SOURCE
# IS-RSA for networks

In [1]:
import os
os.chdir('/project/3013104.01/')
os.getcwd()

'/project/3013104.01'

## Compute inter-subject representation between inter-subject network activation and intersubject SPSQ score

In [2]:
import os
import numpy as np
import pandas as pd
from scipy.stats import spearmanr
from itertools import permutations
import datetime
import glob

# Function to create permuted distance matrices
def create_permuted_distance_matrices(original_distance_matrix, n_permutations):
    num_subjects = original_distance_matrix.shape[0]
    permuted_distance_matrices = []
    
    for _ in range(n_permutations):
        # Create a random permutation of the questionnaire scores
        permutation_indices = np.random.permutation(num_subjects)

        # Reconstruct the permuted distance matrix while preserving subject order
        permuted_matrix = original_distance_matrix[permutation_indices][:, permutation_indices]
        
        permuted_distance_matrices.append(permuted_matrix)
    
    return permuted_distance_matrices

# Function to concatenate CSV files
def concatenate_csv_files(frame, dimension, formatted_date):
    isrsa_dir = f'analysis/inter-subject_representational_similarity_analysis/{frame}_{formatted_date}_networks_{model}/{dimension}'
    out_dir = isrsa_dir

    concatenated_dataframes = []

    for csv_file in glob.glob(os.path.join(isrsa_dir, '*.csv')):
        df = pd.read_csv(csv_file)
        concatenated_dataframes.append(df)

    concatenated_dataframe = pd.concat(concatenated_dataframes, ignore_index=True)

    output_filename = os.path.join(out_dir, f'{dimension}_isrsa_concat.csv')
    concatenated_dataframe.to_csv(output_filename, index=False)

    print(f"Concatenated {dimension} in {frame}")

WRITTEN TASKS
1 > Edit everything in the IS-RSA notebook from "return permuted_distance_matrices" down to "df = pd.read_csv(csv_file)" so that "isrsa_dir" is replaced by "rsa_dir" at every occurrence, and write out the revised passage.
2 > List every module that an import statement in the IS-RSA notebook brings in, naming each module once.
Rely only on the IS-RSA notebook for this work.

RECORDED INFORMATION
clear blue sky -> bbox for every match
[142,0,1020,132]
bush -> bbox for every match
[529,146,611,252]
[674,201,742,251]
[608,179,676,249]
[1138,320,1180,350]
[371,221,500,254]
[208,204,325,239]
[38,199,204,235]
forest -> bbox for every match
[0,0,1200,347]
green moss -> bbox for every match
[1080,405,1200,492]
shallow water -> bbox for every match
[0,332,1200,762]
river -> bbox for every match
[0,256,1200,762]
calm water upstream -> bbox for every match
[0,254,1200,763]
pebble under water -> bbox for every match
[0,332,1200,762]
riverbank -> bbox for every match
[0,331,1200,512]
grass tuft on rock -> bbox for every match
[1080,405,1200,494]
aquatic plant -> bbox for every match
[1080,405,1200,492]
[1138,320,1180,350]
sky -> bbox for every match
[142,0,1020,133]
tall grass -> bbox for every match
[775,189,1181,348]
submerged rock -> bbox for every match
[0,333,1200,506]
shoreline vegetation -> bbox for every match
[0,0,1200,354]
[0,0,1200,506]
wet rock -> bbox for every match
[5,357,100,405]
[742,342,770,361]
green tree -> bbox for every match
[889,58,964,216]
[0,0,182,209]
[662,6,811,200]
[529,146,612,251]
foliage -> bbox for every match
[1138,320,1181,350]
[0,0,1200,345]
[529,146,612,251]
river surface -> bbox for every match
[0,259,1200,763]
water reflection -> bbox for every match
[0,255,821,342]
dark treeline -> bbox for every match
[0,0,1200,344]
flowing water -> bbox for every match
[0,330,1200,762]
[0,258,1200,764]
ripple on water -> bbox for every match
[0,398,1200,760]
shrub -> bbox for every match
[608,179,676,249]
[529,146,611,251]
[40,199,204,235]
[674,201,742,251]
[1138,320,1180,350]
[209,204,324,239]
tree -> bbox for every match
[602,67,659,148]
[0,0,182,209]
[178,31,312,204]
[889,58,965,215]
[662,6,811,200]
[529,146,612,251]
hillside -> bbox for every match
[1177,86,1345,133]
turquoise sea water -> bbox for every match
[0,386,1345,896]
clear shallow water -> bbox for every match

EXPECTED RESULTS
1 >
return permuted_distance_matrices

# Function to concatenate CSV files
def concatenate_csv_files(frame, dimension, formatted_date):
    rsa_dir = f'analysis/inter-subject_representational_similarity_analysis/{frame}_{formatted_date}_networks_{model}/{dimension}'
    out_dir = rsa_dir

    concatenated_dataframes = []

    for csv_file in glob.glob(os.path.join(rsa_dir, '*.csv')):
        df = pd.read_csv(csv_file)

2 > os, numpy, pandas, scipy.stats, itertools, datetime, glob